## DO THIS
Would it be possible to quote, exactly and in full, the lines from the one with "of the hillside" through the end of the entries below?

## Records

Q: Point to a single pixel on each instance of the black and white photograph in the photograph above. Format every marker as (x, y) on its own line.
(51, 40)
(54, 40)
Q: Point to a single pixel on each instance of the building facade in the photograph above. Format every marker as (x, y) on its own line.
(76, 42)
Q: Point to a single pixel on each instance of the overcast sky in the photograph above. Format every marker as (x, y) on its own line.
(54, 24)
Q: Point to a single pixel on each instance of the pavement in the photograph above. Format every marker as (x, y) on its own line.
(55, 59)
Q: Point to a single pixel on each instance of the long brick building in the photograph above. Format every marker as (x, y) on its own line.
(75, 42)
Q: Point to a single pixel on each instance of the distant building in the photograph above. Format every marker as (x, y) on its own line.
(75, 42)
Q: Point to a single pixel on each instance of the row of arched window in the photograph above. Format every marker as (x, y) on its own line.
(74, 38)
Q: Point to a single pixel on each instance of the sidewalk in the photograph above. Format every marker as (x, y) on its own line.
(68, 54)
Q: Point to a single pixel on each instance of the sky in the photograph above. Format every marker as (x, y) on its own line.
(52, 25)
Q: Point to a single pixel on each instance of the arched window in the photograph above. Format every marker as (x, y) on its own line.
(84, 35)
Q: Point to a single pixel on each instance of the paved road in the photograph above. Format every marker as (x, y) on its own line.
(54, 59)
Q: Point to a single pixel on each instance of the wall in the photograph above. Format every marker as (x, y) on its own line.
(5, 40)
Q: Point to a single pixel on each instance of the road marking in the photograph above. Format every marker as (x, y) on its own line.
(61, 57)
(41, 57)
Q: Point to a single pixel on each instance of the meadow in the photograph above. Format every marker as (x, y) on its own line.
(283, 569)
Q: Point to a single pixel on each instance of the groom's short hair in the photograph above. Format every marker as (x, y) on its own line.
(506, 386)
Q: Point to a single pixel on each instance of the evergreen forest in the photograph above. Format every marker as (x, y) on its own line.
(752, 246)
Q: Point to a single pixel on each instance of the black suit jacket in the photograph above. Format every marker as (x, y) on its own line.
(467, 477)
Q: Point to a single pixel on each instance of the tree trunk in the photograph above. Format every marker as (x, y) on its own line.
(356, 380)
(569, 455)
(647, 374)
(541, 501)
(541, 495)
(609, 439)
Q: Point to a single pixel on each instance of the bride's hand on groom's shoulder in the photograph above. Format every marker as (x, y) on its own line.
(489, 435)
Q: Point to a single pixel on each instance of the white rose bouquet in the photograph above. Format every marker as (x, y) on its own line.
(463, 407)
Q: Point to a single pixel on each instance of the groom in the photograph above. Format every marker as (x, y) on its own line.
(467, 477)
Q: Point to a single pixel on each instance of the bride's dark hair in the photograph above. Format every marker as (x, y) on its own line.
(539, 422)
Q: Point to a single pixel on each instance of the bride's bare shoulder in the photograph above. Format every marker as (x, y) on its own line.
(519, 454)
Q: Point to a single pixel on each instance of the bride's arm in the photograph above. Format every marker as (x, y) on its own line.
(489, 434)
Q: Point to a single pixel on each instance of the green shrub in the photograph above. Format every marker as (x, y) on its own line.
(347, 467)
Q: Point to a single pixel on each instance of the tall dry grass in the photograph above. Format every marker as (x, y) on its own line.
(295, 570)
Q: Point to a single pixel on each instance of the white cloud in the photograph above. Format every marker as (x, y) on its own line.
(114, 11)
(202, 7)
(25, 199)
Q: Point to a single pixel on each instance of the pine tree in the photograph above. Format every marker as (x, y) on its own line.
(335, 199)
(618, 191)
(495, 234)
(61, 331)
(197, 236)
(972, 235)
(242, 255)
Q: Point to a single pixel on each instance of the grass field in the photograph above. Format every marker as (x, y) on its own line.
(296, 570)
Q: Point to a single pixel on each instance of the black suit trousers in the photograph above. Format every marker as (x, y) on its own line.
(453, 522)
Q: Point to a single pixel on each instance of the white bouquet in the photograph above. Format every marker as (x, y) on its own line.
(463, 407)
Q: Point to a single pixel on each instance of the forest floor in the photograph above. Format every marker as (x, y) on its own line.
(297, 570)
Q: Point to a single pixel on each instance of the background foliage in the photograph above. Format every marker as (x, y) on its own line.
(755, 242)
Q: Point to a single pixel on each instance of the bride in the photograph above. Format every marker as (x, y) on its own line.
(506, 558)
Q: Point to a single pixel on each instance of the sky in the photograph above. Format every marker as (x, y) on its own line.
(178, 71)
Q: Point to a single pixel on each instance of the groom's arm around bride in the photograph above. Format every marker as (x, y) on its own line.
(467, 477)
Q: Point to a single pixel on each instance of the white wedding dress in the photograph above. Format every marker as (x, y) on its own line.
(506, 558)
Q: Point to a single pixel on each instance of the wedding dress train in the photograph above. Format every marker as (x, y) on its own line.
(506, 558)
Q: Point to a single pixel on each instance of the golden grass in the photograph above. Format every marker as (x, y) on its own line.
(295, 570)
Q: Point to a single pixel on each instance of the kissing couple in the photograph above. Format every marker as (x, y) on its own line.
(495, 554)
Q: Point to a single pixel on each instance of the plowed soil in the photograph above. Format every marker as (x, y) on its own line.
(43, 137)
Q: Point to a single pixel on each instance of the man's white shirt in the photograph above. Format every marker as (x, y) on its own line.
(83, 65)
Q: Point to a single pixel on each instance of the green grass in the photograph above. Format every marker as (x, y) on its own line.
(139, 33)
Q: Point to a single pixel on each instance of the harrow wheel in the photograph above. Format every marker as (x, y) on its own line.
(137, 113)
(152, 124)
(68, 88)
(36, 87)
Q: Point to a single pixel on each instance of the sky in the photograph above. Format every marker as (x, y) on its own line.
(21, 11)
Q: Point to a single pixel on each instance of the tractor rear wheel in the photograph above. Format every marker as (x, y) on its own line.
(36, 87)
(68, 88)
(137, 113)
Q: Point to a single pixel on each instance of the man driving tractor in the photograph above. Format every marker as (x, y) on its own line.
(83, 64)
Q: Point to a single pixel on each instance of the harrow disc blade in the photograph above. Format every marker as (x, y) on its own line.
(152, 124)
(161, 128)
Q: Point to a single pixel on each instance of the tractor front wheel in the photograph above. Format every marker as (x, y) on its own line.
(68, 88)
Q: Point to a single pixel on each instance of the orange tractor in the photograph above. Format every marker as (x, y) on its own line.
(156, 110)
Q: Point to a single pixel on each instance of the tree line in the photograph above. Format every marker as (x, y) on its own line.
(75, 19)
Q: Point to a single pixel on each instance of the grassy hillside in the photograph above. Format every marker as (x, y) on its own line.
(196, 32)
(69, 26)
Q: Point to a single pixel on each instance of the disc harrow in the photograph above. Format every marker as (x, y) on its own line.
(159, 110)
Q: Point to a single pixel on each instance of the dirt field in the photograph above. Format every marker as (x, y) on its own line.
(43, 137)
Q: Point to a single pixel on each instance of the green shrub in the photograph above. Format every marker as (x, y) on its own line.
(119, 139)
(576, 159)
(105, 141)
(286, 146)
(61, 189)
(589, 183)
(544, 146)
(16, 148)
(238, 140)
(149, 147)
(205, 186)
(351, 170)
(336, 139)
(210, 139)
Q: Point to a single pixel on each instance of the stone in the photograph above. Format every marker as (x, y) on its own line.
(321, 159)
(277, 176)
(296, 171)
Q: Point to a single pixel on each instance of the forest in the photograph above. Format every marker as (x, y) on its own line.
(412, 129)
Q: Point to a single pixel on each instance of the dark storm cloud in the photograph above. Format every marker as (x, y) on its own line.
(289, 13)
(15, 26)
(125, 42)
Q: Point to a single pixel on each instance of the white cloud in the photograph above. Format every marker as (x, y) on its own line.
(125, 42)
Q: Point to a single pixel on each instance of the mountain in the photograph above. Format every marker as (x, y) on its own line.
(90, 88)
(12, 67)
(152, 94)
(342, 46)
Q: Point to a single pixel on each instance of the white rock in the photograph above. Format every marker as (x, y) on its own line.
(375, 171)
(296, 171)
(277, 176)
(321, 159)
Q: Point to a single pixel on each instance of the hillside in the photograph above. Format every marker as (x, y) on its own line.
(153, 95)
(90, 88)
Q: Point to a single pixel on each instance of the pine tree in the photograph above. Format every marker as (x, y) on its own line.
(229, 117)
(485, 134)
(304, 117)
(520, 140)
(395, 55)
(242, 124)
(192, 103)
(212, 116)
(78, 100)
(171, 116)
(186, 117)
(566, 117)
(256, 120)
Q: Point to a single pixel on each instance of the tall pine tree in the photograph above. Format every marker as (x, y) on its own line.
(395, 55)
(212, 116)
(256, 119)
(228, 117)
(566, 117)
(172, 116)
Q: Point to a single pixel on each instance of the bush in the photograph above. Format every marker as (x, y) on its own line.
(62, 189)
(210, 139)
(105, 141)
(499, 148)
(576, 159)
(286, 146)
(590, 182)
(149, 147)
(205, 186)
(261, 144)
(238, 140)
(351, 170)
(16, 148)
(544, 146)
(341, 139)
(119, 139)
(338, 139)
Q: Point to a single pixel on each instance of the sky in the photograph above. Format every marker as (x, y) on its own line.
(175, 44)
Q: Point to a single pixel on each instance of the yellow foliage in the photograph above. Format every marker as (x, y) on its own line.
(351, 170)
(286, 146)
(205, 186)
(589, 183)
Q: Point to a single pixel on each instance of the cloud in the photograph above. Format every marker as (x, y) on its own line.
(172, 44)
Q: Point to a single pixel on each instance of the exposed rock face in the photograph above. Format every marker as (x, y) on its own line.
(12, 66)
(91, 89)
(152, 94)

## WRITTEN ANSWER
Q: Point to a single pixel on each instance of the hillside in the photograph above. Format every marker as (x, y) on its own line.
(153, 95)
(90, 88)
Q: Point to a single pixel on each instance of the pine tree in the photograph above. Format every marker as (x, y) on its own line.
(229, 117)
(485, 134)
(304, 117)
(520, 140)
(395, 55)
(242, 124)
(192, 103)
(212, 116)
(78, 100)
(171, 116)
(186, 117)
(566, 117)
(256, 120)
Q: Point to a single pixel on each instance of the tall pine tree in the photograph above. Format every marker as (x, y) on its own line.
(395, 55)
(212, 116)
(256, 119)
(228, 117)
(566, 117)
(172, 116)
Q: Point to a single pixel on each instance of the bush in the photograph above. Format every marker as (x, y) on its own line.
(62, 189)
(210, 139)
(105, 141)
(499, 148)
(576, 159)
(286, 146)
(590, 182)
(149, 147)
(205, 186)
(261, 144)
(238, 140)
(351, 170)
(16, 148)
(544, 146)
(341, 139)
(119, 139)
(338, 139)
Q: Point to a single pixel on each instance of the sky in the photograph above. Format every marker as (x, y) on its own line.
(175, 44)
Q: Point to a single pixel on each instance of the yellow foliage in the photograph above. Format every marker as (x, y) on its own line.
(351, 170)
(286, 146)
(205, 186)
(589, 183)
Q: Point to a single pixel on each instance of the cloud in the photograph above. Format every marker as (x, y) on its own line.
(172, 44)
Q: Point to a single pixel on each instance of the exposed rock face in the photograph above. Format every marker as (x, y) on its own line.
(12, 66)
(91, 89)
(152, 94)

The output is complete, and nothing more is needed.